-- Quoted passage follows --

What does economic research look like? A short digression

The production of academic economics research is constrained by a set of norms, which Noy and Noy15 divide into norms of what is considered legitimate research (inclusion), what is considered illegitimate (exclusion), and what economists choose not to do much of (omission). This section relies heavily on the insights from Noy and Noy15, who in turn rely on Akerlof17, to explain how these normative types of economic research might restrict what economics, as a discipline, perceives as legitimate contributions to the climate change research agenda. Practically, all published economic research can be classified into one of the following three categories: (1) theory; (2) empirical causal inference; and (3) structural modelling. We briefly describe these three types below, as it is then easier to see how economic research on climate change cannot be situated easily within this typology.

A typical theory project investigates some new mechanism, describes the conditions under which it arises, and illustrates its consequences. In the climate change context, it might be, for example, an aspect of a hypothetical Emissions Trading Scheme (ETS) that can make it more (or less) efficient. Alternatively, economic theory introduces a conceptual framework for thinking about a particular problem and show what can be proven about that problem from that conceptual framework. For example, this might be to consider the outcome of climate negotiations if groups of countries organise themselves in ‘clubs’ of countries with similar interests.

Economic theory, as currently practiced, requires mathematical formalization, and aims to be as general as possible (i.e., relevant to many different situations). It consequently attempts to refrain from delving into specific institutional setups. As such, a theory paper will analyse the general format of negotiations in ‘clubs’ rather than examine it within the institutional details of UNFCCC negotiations, for example. It is easy to see how this emphasis on mathematization and generality does not lend itself very well to the concrete uniqueness of the climate change problem and prevents theoretical economists from contributing more to the climate change literature and its specificities.

An empirical project would attempt to estimate the causal effect of a particular shift, change, or intervention on a given outcome. For example, in the context of climate change impacts, it might attempt to estimate the impact of increases in temperature on worker productivity. Clear and robust identification of the causal inference is considered the aim of this type of research; and that is the main determinant of its value by the profession. Thus, a clearly identified causal mechanism describing an intervention of minor importance is preferable to an analysis of a much bigger and more significant intervention if the causal mechanism cannot be so cleanly and clearly identified.

This emphasis on causal identification narrows remarkably the scope of what is acceptable, since identification usually relies on either a randomized controlled experiment (where the allocation of ‘treatment’ is randomized, as is done in medical drug trials), through a ‘natural experiment’ where some quirk of the data generating process led to a quasi-random assignment of treatment, or through an identification of an ‘instrument’ that is well correlated with the treatment but not with the outcome that is being investigated.

Most climate change economic questions do not easily lend themselves out to a randomized control trial, and neither do they usually involve clearly identified exogenous randomization or a useful instrumental variable that could be utilized for identification. As such, papers that are mostly descriptive or explanatory (as is common in papers that attempt to quantify impacts), or predictive (as is needed in much of the adaptation or mitigation research) are not really welcomed by the profession, and economists are dis-incentivized from producing them. These constraints restrict the questions that can be asked to ones in which causality can be identified (typically well-defined and narrow interventions and policy changes) and restrict the number of contextual details that can be included so that generality is maintained.

-- Quoted passage concluded --

**What this task involves**:
Extend the passage on norms in economic research on climate change, picking up after its final sentence. Nothing in the listing is needed for this work.

-- Data records follows --

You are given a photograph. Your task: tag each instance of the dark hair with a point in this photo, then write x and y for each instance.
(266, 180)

-- Data records concluded --
-- Data records follows --

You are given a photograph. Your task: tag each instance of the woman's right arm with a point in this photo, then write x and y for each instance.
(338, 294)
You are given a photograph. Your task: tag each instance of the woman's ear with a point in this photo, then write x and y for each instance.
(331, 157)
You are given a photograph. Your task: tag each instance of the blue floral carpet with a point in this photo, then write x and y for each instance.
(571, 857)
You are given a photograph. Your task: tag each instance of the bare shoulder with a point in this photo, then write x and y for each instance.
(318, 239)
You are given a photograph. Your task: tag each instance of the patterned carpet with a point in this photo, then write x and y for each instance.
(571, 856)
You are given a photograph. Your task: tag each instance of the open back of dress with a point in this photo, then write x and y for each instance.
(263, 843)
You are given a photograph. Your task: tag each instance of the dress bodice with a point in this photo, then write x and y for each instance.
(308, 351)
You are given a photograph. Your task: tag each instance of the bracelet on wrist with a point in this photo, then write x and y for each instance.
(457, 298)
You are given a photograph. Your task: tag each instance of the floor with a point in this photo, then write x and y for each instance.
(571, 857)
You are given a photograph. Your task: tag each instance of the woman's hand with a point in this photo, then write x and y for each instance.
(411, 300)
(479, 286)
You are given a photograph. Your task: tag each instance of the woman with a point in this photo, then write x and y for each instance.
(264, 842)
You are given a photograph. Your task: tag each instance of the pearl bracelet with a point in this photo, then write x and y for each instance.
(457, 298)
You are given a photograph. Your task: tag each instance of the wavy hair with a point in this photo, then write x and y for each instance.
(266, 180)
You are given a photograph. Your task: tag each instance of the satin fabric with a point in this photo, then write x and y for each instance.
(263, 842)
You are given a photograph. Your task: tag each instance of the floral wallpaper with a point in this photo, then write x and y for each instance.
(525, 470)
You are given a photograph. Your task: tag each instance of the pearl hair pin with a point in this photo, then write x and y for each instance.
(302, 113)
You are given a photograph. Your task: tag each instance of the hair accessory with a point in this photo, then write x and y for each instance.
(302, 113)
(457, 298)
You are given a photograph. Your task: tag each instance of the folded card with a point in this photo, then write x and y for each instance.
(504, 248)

-- Data records concluded --

**Solved exercise**:
Structural modelling work, the third type, occupies a middle ground between the theoretical and empirical work, and is thus a little less easily categorised. A typical structural-modelling paper sets up a model to describe a particular economic context, usually drawing on economic theory. This type of research is much more common in macroeconomics. The model will feature various ‘parameters’ that could have a variety of values—for example, the responsiveness (the elasticity) of an economy to a change in energy prices. The model then uses these parameters to ‘solve’ the model and reach a set of conclusions that aim to shed some light on the question the model is designed to answer. For example, it might try to estimate the optimal magnitude of a carbon tax based on a macroeconomic model and a set of functions that describe the impact of the environment on the macroeconomy, and the impact of energy prices on the economy and consequently on GHG emissions.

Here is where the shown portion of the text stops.